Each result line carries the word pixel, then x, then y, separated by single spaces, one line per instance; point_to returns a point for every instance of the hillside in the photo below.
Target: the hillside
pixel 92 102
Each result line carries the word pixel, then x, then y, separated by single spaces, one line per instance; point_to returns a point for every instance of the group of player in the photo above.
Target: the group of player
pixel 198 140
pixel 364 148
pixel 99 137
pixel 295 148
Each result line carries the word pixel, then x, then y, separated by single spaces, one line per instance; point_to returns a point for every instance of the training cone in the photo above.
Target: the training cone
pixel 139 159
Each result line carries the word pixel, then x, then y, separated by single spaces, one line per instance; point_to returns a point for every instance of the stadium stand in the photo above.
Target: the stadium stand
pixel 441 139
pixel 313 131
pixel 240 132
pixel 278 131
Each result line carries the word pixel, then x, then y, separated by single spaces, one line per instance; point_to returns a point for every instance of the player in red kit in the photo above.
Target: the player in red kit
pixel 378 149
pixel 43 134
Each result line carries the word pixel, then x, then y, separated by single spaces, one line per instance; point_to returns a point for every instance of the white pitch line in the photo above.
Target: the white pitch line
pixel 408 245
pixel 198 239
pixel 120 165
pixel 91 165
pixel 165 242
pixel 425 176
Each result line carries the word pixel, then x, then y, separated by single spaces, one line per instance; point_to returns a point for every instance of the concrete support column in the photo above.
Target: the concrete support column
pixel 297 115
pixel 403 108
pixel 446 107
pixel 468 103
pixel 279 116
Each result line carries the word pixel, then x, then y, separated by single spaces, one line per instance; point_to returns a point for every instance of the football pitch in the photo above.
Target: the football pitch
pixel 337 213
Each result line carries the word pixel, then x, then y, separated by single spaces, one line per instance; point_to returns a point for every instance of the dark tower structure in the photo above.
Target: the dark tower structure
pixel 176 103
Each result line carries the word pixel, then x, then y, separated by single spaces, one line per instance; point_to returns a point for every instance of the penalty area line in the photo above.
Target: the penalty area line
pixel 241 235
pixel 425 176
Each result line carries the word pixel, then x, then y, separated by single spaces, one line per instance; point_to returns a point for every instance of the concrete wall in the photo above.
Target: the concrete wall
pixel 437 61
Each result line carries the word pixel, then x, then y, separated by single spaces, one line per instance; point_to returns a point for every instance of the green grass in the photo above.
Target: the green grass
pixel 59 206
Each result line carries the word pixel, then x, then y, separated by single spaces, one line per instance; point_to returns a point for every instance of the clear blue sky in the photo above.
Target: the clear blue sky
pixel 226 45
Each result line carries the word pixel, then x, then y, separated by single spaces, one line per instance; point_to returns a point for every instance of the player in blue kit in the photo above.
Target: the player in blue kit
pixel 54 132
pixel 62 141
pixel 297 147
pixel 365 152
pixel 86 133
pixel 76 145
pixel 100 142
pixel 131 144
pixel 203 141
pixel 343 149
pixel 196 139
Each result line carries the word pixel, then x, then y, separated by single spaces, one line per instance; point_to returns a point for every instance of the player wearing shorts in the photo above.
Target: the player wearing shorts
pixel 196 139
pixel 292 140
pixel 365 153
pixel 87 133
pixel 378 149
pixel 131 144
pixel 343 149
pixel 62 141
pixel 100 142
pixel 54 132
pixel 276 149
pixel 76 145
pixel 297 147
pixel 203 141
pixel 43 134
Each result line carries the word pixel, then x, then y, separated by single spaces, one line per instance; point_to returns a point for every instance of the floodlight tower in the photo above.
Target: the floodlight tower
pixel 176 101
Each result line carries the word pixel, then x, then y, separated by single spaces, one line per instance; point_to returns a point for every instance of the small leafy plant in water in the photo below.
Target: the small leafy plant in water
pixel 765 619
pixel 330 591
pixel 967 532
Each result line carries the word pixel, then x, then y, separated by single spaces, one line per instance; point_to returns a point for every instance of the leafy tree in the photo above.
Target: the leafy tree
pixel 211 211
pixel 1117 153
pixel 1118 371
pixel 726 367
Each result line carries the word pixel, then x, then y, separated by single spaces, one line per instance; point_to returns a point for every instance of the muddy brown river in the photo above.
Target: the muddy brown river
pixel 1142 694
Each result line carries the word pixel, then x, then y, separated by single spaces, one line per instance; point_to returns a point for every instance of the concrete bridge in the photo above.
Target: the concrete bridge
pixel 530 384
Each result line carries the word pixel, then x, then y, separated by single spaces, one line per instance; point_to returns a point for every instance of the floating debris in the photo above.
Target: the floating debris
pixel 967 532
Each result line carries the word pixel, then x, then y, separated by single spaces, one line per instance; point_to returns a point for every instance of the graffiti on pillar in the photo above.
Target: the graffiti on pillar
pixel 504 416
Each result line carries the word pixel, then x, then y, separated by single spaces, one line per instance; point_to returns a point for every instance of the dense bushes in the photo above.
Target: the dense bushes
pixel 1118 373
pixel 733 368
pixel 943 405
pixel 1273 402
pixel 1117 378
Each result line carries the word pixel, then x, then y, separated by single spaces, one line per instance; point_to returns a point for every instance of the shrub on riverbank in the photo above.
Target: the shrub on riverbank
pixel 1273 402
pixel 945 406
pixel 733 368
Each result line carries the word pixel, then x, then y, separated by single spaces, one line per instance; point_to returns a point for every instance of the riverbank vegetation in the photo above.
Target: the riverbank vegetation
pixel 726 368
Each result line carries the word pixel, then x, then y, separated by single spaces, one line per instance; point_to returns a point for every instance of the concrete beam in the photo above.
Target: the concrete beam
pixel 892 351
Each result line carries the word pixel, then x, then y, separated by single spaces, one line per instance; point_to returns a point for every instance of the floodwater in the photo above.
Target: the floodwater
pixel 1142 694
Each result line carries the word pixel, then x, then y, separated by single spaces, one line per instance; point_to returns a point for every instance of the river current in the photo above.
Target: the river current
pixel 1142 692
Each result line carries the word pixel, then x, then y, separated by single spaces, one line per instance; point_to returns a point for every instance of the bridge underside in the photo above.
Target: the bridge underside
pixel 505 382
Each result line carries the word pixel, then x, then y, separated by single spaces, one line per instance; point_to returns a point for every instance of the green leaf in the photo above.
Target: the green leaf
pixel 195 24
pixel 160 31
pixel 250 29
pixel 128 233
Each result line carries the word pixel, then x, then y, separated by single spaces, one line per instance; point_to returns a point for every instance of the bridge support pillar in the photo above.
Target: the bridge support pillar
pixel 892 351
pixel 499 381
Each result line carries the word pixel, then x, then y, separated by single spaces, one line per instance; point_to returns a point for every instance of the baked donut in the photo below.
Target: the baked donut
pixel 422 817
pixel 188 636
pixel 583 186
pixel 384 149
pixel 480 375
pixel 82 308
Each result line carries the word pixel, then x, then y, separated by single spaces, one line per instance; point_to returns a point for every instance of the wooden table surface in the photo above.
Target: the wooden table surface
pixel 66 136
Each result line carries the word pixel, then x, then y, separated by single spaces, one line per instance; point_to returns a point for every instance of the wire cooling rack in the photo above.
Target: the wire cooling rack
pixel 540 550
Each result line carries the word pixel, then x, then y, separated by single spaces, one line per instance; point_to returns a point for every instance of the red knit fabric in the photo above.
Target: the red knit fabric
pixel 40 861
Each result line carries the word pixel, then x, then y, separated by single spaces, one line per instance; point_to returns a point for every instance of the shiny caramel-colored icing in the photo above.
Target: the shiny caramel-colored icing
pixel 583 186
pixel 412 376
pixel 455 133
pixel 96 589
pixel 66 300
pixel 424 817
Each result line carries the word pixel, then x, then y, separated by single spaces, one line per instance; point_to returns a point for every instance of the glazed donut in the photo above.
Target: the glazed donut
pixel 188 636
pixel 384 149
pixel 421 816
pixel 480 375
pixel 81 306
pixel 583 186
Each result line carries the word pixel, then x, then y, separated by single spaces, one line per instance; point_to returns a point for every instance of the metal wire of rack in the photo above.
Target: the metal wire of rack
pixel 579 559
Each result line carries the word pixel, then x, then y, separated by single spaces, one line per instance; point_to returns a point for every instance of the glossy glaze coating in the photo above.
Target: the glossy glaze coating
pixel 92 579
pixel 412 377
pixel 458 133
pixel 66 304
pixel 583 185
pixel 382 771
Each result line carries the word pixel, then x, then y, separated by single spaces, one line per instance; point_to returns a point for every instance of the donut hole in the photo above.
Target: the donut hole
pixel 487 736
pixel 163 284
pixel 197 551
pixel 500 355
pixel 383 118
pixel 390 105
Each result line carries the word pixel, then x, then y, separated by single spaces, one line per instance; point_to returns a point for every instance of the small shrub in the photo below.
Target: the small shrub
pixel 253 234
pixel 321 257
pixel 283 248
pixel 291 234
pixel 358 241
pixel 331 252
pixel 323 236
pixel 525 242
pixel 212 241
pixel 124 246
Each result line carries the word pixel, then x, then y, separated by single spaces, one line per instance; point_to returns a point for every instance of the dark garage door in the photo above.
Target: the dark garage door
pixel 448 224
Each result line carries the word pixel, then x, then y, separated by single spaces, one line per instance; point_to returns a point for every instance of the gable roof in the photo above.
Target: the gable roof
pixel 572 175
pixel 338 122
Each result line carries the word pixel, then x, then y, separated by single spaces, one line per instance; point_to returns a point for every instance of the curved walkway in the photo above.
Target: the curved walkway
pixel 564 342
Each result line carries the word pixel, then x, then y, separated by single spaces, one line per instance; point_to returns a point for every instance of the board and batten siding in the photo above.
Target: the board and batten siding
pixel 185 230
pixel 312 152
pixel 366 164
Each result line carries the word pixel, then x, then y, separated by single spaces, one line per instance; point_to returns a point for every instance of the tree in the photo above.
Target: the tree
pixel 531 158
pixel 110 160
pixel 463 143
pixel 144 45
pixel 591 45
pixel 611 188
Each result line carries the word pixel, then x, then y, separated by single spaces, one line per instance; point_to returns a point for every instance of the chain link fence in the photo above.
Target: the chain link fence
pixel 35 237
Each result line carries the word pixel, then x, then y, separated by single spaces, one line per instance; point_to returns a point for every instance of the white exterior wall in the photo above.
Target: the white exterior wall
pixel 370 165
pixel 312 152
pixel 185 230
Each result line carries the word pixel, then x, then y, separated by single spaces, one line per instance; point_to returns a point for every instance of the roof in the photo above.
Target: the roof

STATED TASK → Please substitute "spectator stand" for "stadium stand" in the lines between the one holding "stand in the photo above." and the one holding "pixel 278 131", inclusive, and give those lines again with nothing else changed.

TASK RESPONSE →
Each result line carries the word pixel, then x, then y, separated by single spaces, one line per instance; point_to returns a point for every instance of the spectator stand in the photo above.
Target: the spectator stand
pixel 441 139
pixel 313 131
pixel 240 132
pixel 278 131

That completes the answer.